━━ Page text ━━

While taking down the Christmas tree on Saturday, I reflected (as I always do) on the origen of each ornament. Some I can't recall, some are a bit generic ("I bought that box to go on my first tree after medical school") but many more than you'd imagine have specific memories associated with them.
Most of my grandmother's have been broken or gone missing, but there are real pinecones with glitter that were maybe hers? Or Mom made them because they were like hers? There are at least a dozen made by hand by my children over the years. There are gifts from college friends, long gone from my life but not my heart. There are ornaments that move me from far past to present, each a memory of love and caring: Gifts like gentle voices from Christmas past.
There is one that always makes me pause each year, both in placing it on the tree and removing it. It's a sweet little gray tiger china cat, sitting on a real satin pillow - odd for a Christmas ornament, really. It was given to me by a patient more than 25 years ago. He was the first of my patients to die entirely in my care.

━━━
━━ Supplied entries ━━

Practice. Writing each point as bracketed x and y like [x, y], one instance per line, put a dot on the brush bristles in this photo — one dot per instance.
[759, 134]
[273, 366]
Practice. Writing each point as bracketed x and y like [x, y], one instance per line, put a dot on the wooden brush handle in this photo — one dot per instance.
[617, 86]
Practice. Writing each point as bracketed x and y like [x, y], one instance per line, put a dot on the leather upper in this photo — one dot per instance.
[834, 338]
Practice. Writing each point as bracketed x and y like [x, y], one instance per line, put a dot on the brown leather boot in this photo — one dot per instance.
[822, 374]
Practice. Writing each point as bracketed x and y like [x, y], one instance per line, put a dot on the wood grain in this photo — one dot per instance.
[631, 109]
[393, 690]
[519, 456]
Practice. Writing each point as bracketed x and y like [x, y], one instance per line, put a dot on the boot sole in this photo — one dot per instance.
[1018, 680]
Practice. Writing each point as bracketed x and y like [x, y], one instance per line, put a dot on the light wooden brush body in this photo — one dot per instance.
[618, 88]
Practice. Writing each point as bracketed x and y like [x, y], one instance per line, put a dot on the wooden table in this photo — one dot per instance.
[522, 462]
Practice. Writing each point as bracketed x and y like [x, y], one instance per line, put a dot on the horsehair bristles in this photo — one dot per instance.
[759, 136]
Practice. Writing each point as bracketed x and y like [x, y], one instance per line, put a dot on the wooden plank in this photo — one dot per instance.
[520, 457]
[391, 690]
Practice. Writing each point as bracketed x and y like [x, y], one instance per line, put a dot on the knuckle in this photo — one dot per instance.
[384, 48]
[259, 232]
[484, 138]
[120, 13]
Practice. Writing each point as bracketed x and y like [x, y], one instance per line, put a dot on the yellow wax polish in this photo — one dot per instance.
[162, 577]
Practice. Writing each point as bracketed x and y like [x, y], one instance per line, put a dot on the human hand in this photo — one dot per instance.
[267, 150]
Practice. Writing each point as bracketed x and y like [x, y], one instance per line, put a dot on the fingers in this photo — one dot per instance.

━━━

## Problem
Output the full reflection on taking down Christmas ornaments, word for word. The entries are not needed for what comes next.

## Exercise result
While taking down the Christmas tree on Saturday, I reflected (as I always do) on the origen of each ornament. Some I can't recall, some are a bit generic ("I bought that box to go on my first tree after medical school") but many more than you'd imagine have specific memories associated with them.
Most of my grandmother's have been broken or gone missing, but there are real pinecones with glitter that were maybe hers? Or Mom made them because they were like hers? There are at least a dozen made by hand by my children over the years. There are gifts from college friends, long gone from my life but not my heart. There are ornaments that move me from far past to present, each a memory of love and caring: Gifts like gentle voices from Christmas past.
There is one that always makes me pause each year, both in placing it on the tree and removing it. It's a sweet little gray tiger china cat, sitting on a real satin pillow - odd for a Christmas ornament, really. It was given to me by a patient more than 25 years ago. He was the first of my patients to die entirely in my care.